#### [Exercícios propostos]
a: Responda a cada pergunta sobre o texto a respeito de Erasmo Dias, uma por linha e com a mesma marcação:
(i) Quantas vezes Erasmo Dias foi visitado em sua fase terminal?
(ii) De quem foi recebido o livro "Erasmo Dias e Noites"?
(iii) Qual é o título do artigo desse livro que chamou muita atenção?
b: Prossiga o texto sobre Erasmo Dias a partir da última frase apresentada.

#### [Texto dado]
----

* Mhario Lincoln
Visitei Erasmo Dias por duas vezes, em sua fase terminal. Porém, nada- absolutamente nada – me tirou a admiração por ele, nas duas vezes que fui e sai dos Apicuns. Existem muitas razões para essa admiração; como em outros momentos da história: Diógenes - o mais folclórico dos filósofos, fama que ganhou ao (possivelmente) sair em plena luz do dia com uma lamparina acesa procurando por ‘homens verdadeiros’ e se estivesse procurando, ainda seria difícil encontrá-los dentro do contexto em que ele queria encontrar. E por que cito Diógenes?
Porque Erasmo, por seu lado, procurava informação. Procurava sabedoria lendo toneladas de livros. Na visita que fiz a ele, tive que afastar quase 12 livros, ao redor da cama, obras parecidas fiéis vassalos romanos, abertas, cada uma, em determinadas páginas. Nesse ínterim, alguém gritou lá do fundo da sala: “não desmarca. Não desmarca!”. Cada página tinha, pra ele, uma significância existencial; pensei. Mas, é bom revelar que numa época de hoje (século XXI) em que a informação circula com velocidade vertiginosa, os textos de Erasmo Dias, sempre contiveram ideias futuristas, colocações moderníssimas, dentro de uma simplicidade de fazer inveja a alguns de seus colegas, que rebuscam tanto o parágrafo que se perdem na jaula do ilusionismo. (O sarcasmo político, era um pormenor deletério, mas não principal).
Então: ao receber dos amigos José Neres e Linda Barros, o livro “Erasmo Dias e Noites”, organizado pelo brilhante Nauro Machado, em parceria com a Academia Maranhense de Letras, um dos artigos me chamou muita a atenção. Titula-se, “Vamos ler esses americanos”. Confesso que fiquei deveras impressionado, haja vista detalhes muito além de seu tempo. Seu apelo — ler e conhecer os autores de língua inglesa — carregava (e ainda carrega, muitos anos depois), uma urgência que insistentemente reverbera não só na cultura brasileira, mas especificamente, na cultura de minha terra natal: São Luís do Maranhão.
Erasmo Dias, a meu ver, manifestou neste texto (abaixo reproduzido) a verdade de que “um intercâmbio cultural genuíno vai muito além de meras representações cinematográficas americanas”. Em vez de admirar apenas o sorriso simpático de Roosevelt, ele insistiu “na importância de entender as origens do milagre americano”, cujo desbravamento do Oeste, o ciclo do petróleo e as críticas raciais formam parte essencial da identidade dos Estados Unidos. Pois bem! Nesse ítem, Erasmo dá um show de conhecimento (e leitura). Profundo conhecimento das obras de Emerson, Walt Whitman, Edgar Allan Poe, Harriet Beecher Stowe, Jack London, Sinclair e outros nomes capazes de iluminar a complexidade da nação norte-americana.

----

#### [Material fornecido]
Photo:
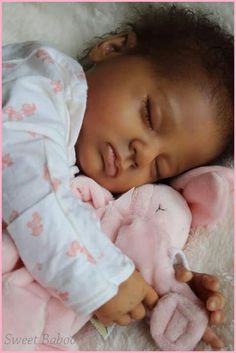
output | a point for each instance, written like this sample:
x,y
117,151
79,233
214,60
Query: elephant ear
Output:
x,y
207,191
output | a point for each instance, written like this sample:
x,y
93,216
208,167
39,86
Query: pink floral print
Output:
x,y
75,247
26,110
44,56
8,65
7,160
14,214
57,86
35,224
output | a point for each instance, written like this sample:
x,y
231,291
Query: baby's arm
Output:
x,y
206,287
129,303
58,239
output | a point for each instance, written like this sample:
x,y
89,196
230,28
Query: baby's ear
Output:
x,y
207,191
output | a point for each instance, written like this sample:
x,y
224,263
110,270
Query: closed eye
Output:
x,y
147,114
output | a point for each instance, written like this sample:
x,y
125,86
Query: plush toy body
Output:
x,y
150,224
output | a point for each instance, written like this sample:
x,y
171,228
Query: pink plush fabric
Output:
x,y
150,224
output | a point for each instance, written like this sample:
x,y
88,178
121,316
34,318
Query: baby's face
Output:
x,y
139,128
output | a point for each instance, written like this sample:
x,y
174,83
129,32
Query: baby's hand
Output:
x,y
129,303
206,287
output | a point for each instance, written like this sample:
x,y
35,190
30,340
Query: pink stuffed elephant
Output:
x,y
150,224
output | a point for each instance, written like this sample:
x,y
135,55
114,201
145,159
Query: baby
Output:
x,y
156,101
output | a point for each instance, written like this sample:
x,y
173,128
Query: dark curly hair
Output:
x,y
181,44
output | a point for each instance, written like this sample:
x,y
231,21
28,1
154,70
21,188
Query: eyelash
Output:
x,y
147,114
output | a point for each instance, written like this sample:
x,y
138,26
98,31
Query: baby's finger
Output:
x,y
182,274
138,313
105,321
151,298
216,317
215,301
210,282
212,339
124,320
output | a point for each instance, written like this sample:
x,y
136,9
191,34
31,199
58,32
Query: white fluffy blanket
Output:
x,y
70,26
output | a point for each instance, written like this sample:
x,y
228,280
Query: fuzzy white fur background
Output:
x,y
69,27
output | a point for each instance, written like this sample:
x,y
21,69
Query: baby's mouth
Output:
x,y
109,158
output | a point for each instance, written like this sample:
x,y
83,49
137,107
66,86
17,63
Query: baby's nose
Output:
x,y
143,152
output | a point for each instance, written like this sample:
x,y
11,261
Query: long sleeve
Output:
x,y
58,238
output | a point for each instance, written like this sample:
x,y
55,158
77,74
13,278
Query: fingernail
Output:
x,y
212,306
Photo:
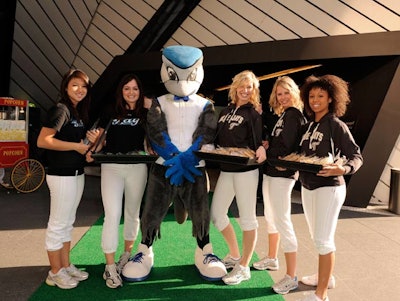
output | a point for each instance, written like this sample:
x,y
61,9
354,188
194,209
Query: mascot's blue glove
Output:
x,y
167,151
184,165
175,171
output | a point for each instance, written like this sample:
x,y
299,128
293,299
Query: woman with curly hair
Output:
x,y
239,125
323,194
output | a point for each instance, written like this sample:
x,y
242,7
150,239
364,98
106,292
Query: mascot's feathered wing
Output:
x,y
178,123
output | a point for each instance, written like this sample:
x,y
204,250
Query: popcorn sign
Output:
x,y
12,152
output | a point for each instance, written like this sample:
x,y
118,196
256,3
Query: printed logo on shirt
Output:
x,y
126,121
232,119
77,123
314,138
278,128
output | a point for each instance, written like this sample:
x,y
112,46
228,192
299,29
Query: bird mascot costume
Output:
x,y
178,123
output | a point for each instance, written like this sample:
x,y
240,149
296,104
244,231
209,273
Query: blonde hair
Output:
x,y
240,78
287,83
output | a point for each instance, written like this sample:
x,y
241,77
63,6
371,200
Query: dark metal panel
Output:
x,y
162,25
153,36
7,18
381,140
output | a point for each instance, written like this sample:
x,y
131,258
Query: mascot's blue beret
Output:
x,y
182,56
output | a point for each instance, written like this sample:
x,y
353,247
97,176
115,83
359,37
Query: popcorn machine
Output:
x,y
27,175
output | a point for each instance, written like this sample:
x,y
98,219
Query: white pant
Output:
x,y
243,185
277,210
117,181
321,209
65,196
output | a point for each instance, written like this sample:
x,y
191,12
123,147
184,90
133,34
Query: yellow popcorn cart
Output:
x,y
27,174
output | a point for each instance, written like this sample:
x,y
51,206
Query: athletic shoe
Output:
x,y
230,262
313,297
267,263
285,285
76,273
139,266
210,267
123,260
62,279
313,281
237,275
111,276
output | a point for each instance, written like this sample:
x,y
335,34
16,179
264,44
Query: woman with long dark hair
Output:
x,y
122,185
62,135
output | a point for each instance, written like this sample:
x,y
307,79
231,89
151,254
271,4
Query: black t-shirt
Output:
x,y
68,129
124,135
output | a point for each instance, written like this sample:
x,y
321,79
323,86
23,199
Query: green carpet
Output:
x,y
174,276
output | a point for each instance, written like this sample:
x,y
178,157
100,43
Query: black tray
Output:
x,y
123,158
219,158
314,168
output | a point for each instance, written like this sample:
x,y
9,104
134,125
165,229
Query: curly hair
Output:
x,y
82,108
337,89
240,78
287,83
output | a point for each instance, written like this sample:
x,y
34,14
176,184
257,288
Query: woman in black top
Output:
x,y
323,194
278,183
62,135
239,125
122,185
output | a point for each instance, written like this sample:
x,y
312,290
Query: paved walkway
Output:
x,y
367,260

----

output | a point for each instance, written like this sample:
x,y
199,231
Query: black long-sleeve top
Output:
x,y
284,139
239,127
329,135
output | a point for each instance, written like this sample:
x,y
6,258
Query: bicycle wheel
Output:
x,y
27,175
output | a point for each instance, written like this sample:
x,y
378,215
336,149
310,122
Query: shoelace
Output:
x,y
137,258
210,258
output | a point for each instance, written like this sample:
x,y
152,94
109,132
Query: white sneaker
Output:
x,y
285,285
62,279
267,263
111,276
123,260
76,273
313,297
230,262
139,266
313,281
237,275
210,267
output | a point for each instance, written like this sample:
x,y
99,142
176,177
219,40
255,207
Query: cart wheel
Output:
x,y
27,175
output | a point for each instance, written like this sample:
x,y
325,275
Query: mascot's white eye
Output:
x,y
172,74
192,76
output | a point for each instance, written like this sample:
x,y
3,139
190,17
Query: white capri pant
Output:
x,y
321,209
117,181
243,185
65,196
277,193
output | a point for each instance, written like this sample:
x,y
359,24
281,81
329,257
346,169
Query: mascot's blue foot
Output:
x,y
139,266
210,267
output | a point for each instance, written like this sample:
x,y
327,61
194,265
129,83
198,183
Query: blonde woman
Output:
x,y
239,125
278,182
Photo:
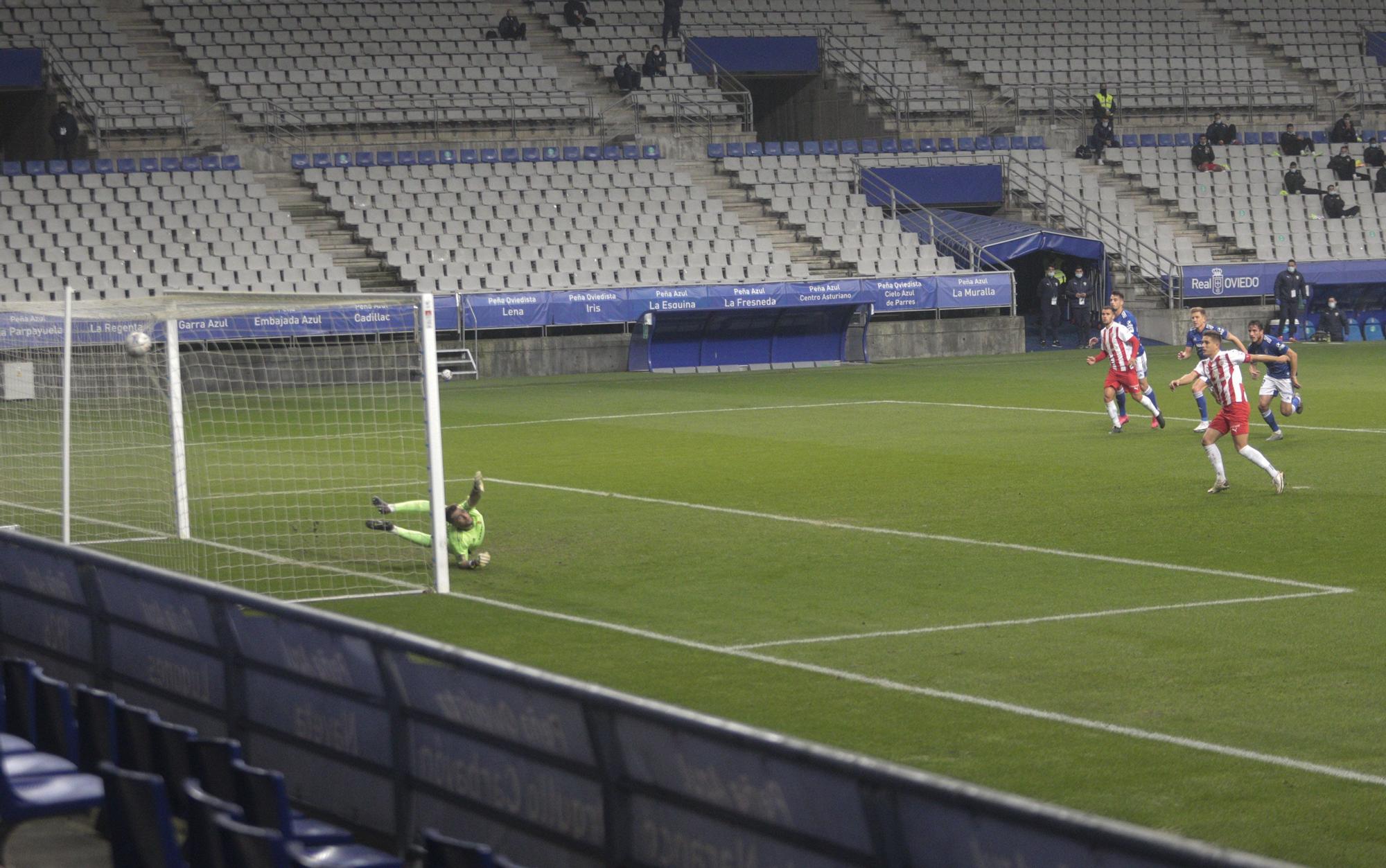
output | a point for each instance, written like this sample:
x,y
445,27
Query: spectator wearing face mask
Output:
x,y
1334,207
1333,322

----

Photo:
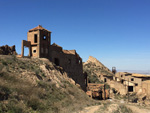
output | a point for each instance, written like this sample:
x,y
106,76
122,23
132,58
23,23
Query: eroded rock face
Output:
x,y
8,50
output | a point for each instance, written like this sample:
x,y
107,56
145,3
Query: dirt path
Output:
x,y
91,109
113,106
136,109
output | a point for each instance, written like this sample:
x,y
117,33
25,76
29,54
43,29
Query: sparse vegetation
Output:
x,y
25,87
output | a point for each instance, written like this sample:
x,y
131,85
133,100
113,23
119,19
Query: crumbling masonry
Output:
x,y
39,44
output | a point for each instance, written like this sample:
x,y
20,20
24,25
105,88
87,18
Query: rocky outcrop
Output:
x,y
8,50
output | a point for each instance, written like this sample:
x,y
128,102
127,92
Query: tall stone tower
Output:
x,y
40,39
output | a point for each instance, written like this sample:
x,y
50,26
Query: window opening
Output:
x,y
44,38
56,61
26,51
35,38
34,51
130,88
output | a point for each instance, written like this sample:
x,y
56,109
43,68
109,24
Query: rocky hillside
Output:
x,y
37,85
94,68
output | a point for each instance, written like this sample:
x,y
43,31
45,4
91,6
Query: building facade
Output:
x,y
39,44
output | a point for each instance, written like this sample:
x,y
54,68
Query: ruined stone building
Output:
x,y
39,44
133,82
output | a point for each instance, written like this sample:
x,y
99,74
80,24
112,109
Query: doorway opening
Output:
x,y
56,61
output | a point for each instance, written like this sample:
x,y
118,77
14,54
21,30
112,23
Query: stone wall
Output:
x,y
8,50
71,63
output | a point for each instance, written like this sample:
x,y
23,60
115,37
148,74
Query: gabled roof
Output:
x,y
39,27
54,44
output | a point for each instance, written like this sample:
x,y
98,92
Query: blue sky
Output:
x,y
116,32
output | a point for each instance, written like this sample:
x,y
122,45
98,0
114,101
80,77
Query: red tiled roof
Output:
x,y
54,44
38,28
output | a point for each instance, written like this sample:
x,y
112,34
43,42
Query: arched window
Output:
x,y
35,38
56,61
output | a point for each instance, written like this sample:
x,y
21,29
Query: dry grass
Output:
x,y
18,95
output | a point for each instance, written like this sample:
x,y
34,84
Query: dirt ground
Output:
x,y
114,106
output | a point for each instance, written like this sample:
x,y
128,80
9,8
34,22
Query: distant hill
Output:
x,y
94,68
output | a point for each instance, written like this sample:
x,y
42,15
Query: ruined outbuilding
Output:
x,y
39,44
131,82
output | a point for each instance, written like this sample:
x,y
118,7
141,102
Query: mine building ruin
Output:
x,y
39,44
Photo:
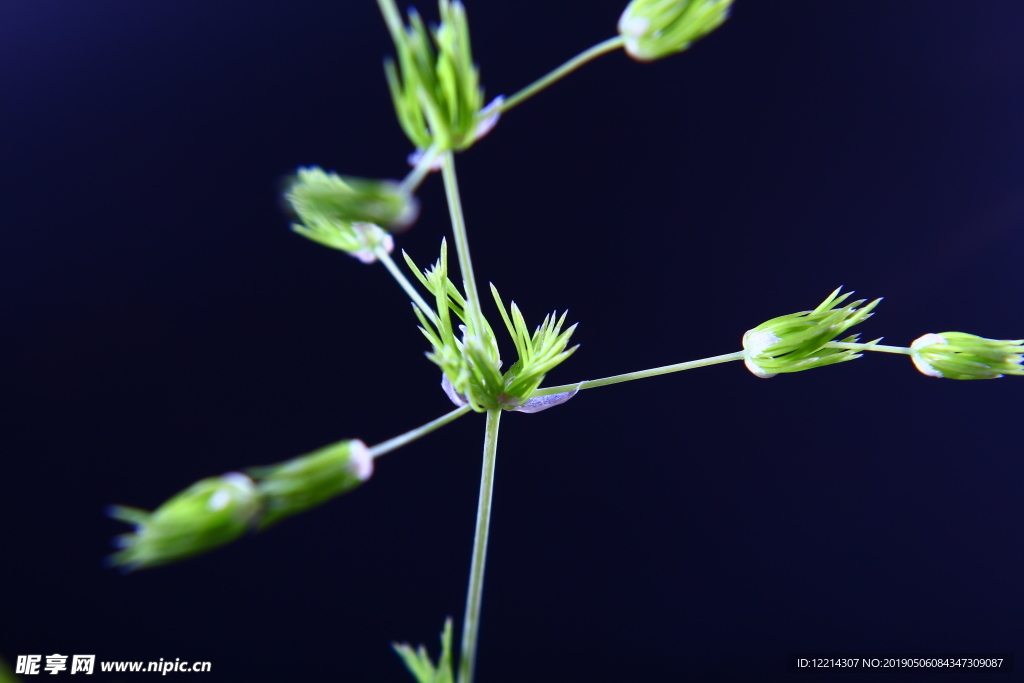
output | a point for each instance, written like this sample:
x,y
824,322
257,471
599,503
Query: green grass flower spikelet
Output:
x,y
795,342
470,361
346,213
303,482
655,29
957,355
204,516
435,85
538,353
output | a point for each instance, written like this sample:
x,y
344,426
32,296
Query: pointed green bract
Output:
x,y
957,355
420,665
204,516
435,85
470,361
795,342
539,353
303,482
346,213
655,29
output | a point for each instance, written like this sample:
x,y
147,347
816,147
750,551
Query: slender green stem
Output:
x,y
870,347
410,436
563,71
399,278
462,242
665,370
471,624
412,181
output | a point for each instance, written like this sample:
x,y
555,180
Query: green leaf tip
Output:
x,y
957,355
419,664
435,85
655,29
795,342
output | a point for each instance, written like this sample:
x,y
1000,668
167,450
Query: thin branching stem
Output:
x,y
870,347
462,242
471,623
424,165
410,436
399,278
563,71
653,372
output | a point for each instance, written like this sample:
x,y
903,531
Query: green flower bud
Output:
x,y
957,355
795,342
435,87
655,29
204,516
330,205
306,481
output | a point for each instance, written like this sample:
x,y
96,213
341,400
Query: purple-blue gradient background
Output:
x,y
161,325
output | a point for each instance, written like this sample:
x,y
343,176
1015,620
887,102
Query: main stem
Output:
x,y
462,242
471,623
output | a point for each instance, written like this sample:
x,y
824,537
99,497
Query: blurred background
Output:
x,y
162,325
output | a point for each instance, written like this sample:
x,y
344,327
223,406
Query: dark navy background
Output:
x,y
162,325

----

#### [Respostas do exercício]
a:
(i) Duas vezes.
(ii) Dos amigos José Neres e Linda Barros.
(iii) "Vamos ler esses americanos".

b:
Portanto, Erasmo Dias se torna ainda mais relevante para a história Universal, a partir de sua aldeia, quando menciona o “domínio da máquina”. Veja só a cabeça desse homem, há décadas, pensando no uso de uma possível “Inteligência Artificial “, automatizando tudo, a partir de máquinas comerciais. Outro detalhe que urge ser distinguido: a elite intelectual brasileira tem sido presa – por milênios – somente à literatura portuguesa e francesa. Esquecem – em muitos momentos - das produções alemãs (superficialmente um Von Goethe, um Hoffmann, um Nietzsche) ou inglesas, italianas e espanholas.
No belo texto – repito, de uma simplicidade e compreensividade ímpar - Erasmo Dias lamenta essas limitações e conclama os escritores a expandirem suas leituras, "condição essencial para que o país pudesse amadurecer culturalmente". O texto ainda defende a ideia de que, para alcançar os “píncaros da glória”, o estudar deve ir além dos autores domésticos e mergulhar nas obras que ajudam a compreender movimentos e realidades externas.
Assim, esse texto vale como lição para o presente. “Vamos ler esses americanos”, escreve Erasmo Dias. A ênfase desemboca na oportunidade que o leitor terá ao conhecer o espírito e a literatura que moldaram o imaginário da grande república do norte. Só lembrando alguns nomes (antigos) Emerson, Walt Whitman e Edgar Allan Poe, já citados por ele; e modernos, assim como entendo, Jeneva Rose (livro principal explica como as redes sociais e os sólidos conhecimentos de marketing lhe permitiram assumir o controlo da carreira), Taylor Jenkins Reid (conhecida por seu livro Os Sete Maridos de Evelyn Hugo), e na poesia, a incontestável e impossível de não ler, Rupi Kaur que, apesar de ser é indiana-canadense, é por demais influente nos Estados Unidos), entre outros exemplos.
No contexto, Erasmo escreve na mesma pegada (adaptada, claro) dos textos futuristas. Acho similar a um Rubem Braga, um Fernando sabino, um Antonio Maria, um Sergio Porto... e por aí, vai. Mas Erasmo acaba batendo numa tecla antiga – sine qua non: o conhecimento de outras culturas é o caminho para que a nossa (aldeia) se desenvolva em profundidade, mantendo uma autonomia crítica diante das inovações tecnológicas, mas em todos os sentidos do conhecimento iminentemente humano.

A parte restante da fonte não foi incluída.